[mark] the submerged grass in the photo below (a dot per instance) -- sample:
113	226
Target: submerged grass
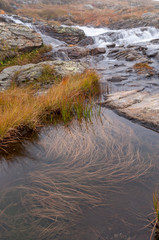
20	108
81	167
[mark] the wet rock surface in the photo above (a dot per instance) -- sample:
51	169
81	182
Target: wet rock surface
77	52
127	60
29	73
70	35
16	38
137	105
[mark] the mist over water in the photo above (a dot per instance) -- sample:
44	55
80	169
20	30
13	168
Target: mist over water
88	180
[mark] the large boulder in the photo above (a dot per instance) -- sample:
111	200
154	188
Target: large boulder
16	38
136	105
70	35
30	73
76	52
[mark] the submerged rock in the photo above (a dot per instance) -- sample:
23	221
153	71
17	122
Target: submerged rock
30	73
86	41
77	52
16	38
137	105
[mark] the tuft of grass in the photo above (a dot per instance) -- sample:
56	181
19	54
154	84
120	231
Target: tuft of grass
143	68
20	108
35	56
155	221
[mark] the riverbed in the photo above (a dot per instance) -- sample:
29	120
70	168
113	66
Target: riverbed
92	179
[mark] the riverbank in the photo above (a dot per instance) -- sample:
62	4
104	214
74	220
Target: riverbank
20	109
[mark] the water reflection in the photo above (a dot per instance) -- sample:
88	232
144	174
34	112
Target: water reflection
88	181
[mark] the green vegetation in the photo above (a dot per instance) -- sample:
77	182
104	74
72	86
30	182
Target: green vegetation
20	108
143	68
35	56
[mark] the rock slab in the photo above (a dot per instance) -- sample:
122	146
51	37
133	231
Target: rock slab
136	105
31	72
16	38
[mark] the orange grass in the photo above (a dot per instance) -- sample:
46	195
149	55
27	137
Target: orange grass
35	56
86	164
83	16
21	108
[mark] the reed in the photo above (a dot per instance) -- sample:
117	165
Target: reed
35	56
21	109
86	164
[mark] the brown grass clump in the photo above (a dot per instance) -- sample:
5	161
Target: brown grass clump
78	14
20	108
34	56
143	68
86	164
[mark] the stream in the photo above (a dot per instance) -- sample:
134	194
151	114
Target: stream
91	180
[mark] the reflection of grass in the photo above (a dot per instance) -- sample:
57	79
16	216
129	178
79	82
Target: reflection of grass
21	109
155	222
85	165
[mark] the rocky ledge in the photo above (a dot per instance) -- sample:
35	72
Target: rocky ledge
70	35
30	73
16	38
136	105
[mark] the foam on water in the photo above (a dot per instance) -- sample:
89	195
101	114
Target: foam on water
104	36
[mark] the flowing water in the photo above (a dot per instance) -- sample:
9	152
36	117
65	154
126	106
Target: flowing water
90	180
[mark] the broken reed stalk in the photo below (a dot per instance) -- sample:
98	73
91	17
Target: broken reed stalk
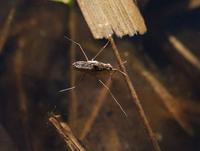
65	132
135	97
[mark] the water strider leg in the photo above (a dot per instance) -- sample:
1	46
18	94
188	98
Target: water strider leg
121	108
101	50
73	87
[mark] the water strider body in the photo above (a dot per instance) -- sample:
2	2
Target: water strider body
95	67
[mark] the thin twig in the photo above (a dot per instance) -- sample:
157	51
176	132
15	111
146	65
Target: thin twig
66	133
5	30
135	97
169	101
73	102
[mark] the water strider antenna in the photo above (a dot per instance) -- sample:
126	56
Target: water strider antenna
121	108
101	50
79	47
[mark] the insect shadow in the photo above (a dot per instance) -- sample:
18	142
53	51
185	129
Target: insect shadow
95	67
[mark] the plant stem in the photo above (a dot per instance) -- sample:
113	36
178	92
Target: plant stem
135	97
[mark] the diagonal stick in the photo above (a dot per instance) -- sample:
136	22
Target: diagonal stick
135	98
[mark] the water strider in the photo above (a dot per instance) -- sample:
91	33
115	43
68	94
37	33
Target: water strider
94	67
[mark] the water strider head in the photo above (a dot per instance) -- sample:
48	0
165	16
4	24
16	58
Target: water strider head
92	65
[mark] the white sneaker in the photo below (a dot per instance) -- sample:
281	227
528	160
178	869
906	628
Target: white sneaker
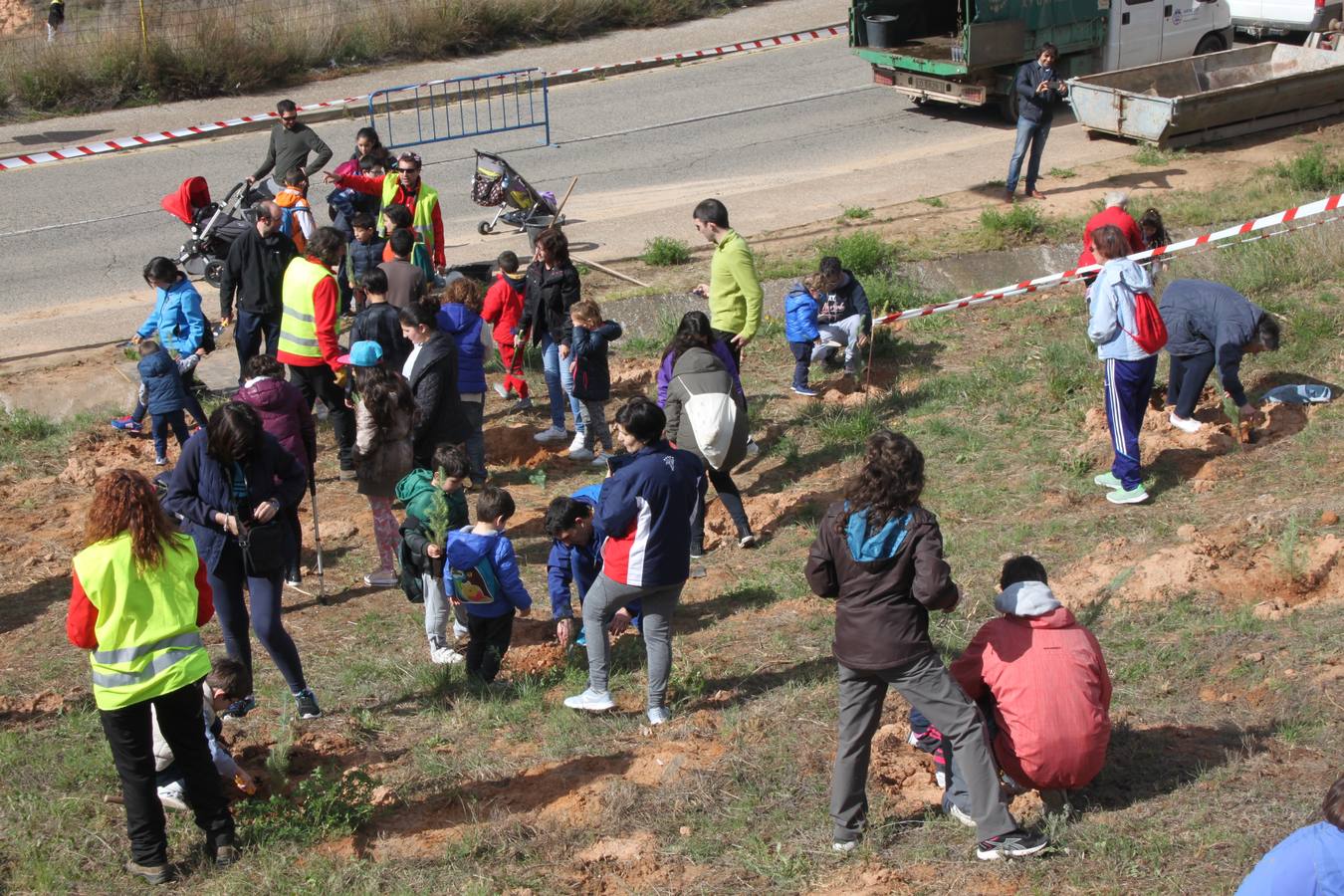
____________
**Set problem**
Lay out the lines from the one containing "[mark] the water strider head" through the last line, inclusive, as a Markdown table with the columns Row and Line, numbering each row. Skip blank lines and omit any pictures.

**Result for this task**
| Row | Line |
|---|---|
| 1 | [mark] the water strider head in the photo above (a dot per instance) -- sample: |
| 2 | 48	0 |
| 3 | 165	16 |
| 4 | 4	24 |
| 5 | 16	58 |
| 6 | Target: water strider head |
| 7 | 92	65 |
| 8 | [mark] the white sneaker in the photo below (a dot per instance) -- sample: |
| 9 | 281	227 |
| 10 | 528	160 |
| 11 | 178	869 |
| 12 | 906	628 |
| 13 | Target: white sneaker |